What you will do:
The records that follow are to be given again exactly. Do not carry over any image.

+++++

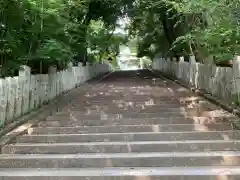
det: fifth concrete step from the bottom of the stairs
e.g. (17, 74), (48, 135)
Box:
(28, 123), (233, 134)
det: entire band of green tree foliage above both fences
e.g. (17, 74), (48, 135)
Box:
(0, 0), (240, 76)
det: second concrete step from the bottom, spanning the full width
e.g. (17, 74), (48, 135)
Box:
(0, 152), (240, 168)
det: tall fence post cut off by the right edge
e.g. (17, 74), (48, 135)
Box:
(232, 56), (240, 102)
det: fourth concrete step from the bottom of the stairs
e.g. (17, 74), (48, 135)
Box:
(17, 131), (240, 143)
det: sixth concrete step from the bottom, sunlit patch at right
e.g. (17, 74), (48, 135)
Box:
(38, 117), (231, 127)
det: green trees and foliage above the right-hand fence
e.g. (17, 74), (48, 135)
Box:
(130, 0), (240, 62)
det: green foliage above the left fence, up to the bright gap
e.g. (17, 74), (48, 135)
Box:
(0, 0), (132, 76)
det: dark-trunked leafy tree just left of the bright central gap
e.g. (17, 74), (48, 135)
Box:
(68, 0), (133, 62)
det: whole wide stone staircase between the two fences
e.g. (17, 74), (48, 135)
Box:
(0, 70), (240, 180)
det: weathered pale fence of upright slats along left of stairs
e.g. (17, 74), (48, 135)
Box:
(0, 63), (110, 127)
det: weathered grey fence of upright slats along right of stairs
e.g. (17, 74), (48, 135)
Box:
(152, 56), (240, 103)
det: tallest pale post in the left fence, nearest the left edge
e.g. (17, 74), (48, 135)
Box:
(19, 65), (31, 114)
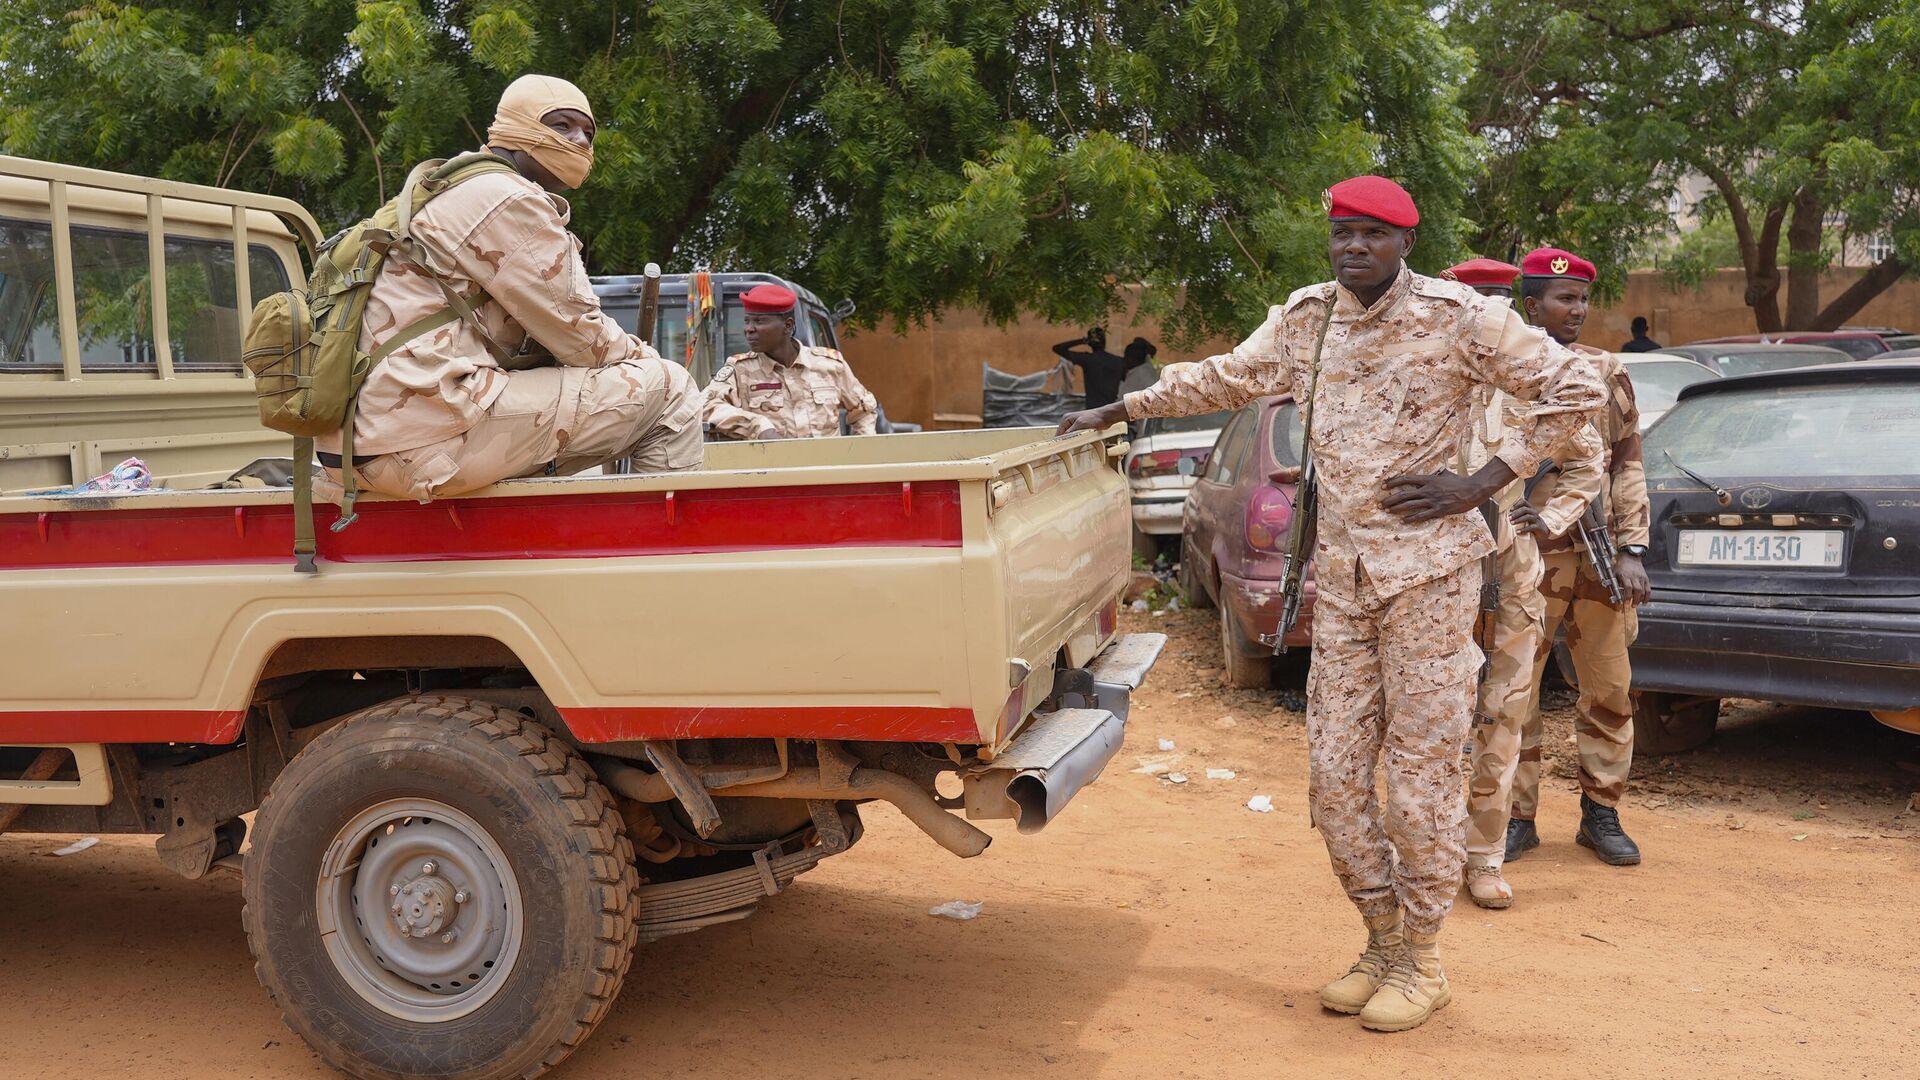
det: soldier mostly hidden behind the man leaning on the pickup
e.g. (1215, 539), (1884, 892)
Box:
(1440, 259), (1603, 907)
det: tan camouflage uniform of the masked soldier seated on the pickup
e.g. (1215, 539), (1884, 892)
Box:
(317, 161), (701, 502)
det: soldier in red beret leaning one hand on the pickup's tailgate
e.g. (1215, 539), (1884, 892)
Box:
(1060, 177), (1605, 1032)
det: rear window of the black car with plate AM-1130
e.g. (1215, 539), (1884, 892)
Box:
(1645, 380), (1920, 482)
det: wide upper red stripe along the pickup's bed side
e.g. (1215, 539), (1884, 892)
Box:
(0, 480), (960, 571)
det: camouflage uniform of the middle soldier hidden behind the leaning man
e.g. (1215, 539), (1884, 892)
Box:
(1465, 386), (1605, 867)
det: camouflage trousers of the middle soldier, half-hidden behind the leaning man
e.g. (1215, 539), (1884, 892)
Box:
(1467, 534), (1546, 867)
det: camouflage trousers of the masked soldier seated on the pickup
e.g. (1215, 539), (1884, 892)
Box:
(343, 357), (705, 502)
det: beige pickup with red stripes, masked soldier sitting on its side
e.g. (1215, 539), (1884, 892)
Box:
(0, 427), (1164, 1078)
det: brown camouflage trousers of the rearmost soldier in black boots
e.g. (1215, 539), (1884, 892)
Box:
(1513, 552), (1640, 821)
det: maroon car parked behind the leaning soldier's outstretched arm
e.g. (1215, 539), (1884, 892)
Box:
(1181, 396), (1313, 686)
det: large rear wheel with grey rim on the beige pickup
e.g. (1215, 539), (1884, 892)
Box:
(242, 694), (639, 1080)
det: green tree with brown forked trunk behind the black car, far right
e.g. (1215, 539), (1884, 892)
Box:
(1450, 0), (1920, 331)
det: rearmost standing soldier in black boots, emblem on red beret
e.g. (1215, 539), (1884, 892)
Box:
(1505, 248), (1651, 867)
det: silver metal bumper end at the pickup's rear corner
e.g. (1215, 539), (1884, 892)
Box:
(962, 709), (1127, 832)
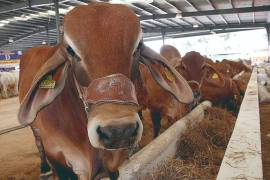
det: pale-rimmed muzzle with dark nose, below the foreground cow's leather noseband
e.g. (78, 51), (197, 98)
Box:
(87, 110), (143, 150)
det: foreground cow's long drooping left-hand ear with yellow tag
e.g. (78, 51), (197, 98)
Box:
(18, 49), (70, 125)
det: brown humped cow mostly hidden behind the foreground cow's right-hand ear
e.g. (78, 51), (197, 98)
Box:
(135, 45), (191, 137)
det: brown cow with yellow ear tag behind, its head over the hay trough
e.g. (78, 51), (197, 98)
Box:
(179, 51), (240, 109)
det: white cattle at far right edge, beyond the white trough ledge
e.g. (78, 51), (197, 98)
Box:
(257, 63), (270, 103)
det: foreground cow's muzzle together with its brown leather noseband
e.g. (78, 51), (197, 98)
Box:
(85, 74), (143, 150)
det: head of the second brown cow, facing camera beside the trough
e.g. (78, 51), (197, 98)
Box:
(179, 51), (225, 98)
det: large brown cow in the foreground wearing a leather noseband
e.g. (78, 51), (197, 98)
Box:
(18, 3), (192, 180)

+++++

Response:
det: fifth concrete step from the bottom of the stairs
e.g. (17, 74), (48, 135)
Box:
(28, 123), (233, 134)
det: entire band of green tree foliage above both fences
e.g. (17, 74), (48, 135)
Box:
(0, 0), (240, 76)
det: second concrete step from the bottom, spanning the full width
e.g. (17, 74), (48, 135)
Box:
(0, 152), (240, 168)
det: tall fence post cut off by the right edge
e.g. (17, 74), (48, 135)
Box:
(232, 56), (240, 102)
det: fourth concrete step from the bottom of the stairs
e.g. (17, 74), (48, 135)
Box:
(17, 131), (240, 143)
det: sixth concrete step from the bottom, sunlit patch at right
e.g. (17, 74), (48, 135)
Box:
(38, 117), (231, 127)
det: green trees and foliage above the right-hand fence
e.g. (17, 74), (48, 135)
Box:
(130, 0), (240, 62)
det: green foliage above the left fence, up to the bright gap
e.g. (17, 74), (48, 135)
Box:
(0, 0), (132, 76)
det: dark-trunked leafy tree just left of the bright central gap
e.g. (17, 74), (48, 135)
Box:
(68, 0), (133, 62)
det: whole wide stone staircase between the two fences
e.g. (17, 74), (48, 135)
Box:
(0, 70), (240, 180)
det: weathered pale fence of upright slats along left of stairs
e.g. (17, 74), (48, 135)
Box:
(0, 63), (110, 127)
det: weathered grey fence of upright slats along right of stairs
e.g. (17, 74), (48, 135)
Box:
(152, 56), (240, 103)
det: tallest pale post in the left fence, nearest the left edge
e.g. (17, 74), (48, 135)
Box:
(19, 65), (31, 114)
det: soldier mostly hidden behind the man leaning on the pickup
e.g. (1215, 539), (1884, 892)
Box:
(1440, 259), (1603, 907)
det: tan camouflage uniform of the masked soldier seated on the pickup
e.g. (1215, 539), (1884, 892)
Box:
(317, 161), (701, 502)
det: soldier in red beret leaning one hand on the pickup's tailgate
e.g. (1215, 539), (1884, 892)
Box:
(1060, 177), (1605, 1032)
det: rear window of the black car with plate AM-1130
e.g. (1215, 539), (1884, 892)
Box:
(1645, 380), (1920, 482)
det: wide upper red stripe along the pickup's bed side
e.g. (1215, 539), (1884, 892)
Box:
(0, 480), (960, 571)
det: camouflage uniform of the middle soldier hidden behind the leaning man
e.g. (1215, 539), (1884, 892)
Box:
(1465, 386), (1605, 867)
det: camouflage trousers of the middle soldier, half-hidden behind the leaning man
e.g. (1215, 539), (1884, 892)
Box:
(1467, 534), (1546, 867)
det: camouflage trousers of the masked soldier seated on the pickup
e.g. (1215, 539), (1884, 892)
Box:
(343, 357), (705, 502)
det: beige pickup with red stripes, masked soldier sitting on its side
e.g. (1215, 539), (1884, 892)
Box:
(0, 427), (1164, 1078)
det: brown camouflage trousers of the rearmost soldier in black boots
e.g. (1215, 539), (1884, 892)
Box:
(1513, 552), (1640, 821)
det: maroon car parked behind the leaning soldier's outstretched arm
e.g. (1215, 539), (1884, 892)
Box:
(1181, 396), (1313, 686)
det: large rear wheel with grey rim on the beige pickup
e.g. (1215, 539), (1884, 892)
Box:
(242, 694), (639, 1080)
det: green tree with brown forked trunk behind the black car, far right
e.g. (1215, 539), (1884, 892)
Box:
(1450, 0), (1920, 331)
det: rearmost standing soldier in black boots, emblem on red beret
e.g. (1215, 539), (1884, 892)
Box:
(1505, 248), (1651, 867)
det: silver metal bumper end at the pickup's rear corner
e.g. (1215, 539), (1884, 892)
Box:
(962, 709), (1127, 832)
det: pale-rimmed muzzle with dark nose, below the foreground cow's leather noseband
e.g. (78, 51), (197, 98)
Box:
(87, 110), (143, 150)
det: foreground cow's long drooping left-hand ear with yellow tag
e.g. (78, 51), (197, 98)
Box:
(18, 49), (70, 125)
det: brown humped cow mostly hidden behind the foreground cow's right-hand ear
e.g. (78, 51), (197, 98)
Box:
(135, 45), (191, 137)
det: brown cow with yellow ear tag behind, its head over the hay trough
e.g. (78, 51), (197, 98)
Box:
(179, 51), (240, 109)
det: white cattle at far right edge, beyond the white trough ledge
e.g. (78, 51), (197, 98)
Box:
(257, 63), (270, 103)
det: foreground cow's muzzle together with its brown leather noseband
e.g. (78, 51), (197, 98)
Box:
(85, 74), (143, 150)
det: head of the second brown cow, facing camera beside the trough
e.g. (78, 51), (197, 98)
Box:
(179, 51), (225, 98)
det: large brown cow in the foreground wearing a leather noseband
e.g. (78, 51), (197, 98)
Box:
(18, 3), (192, 180)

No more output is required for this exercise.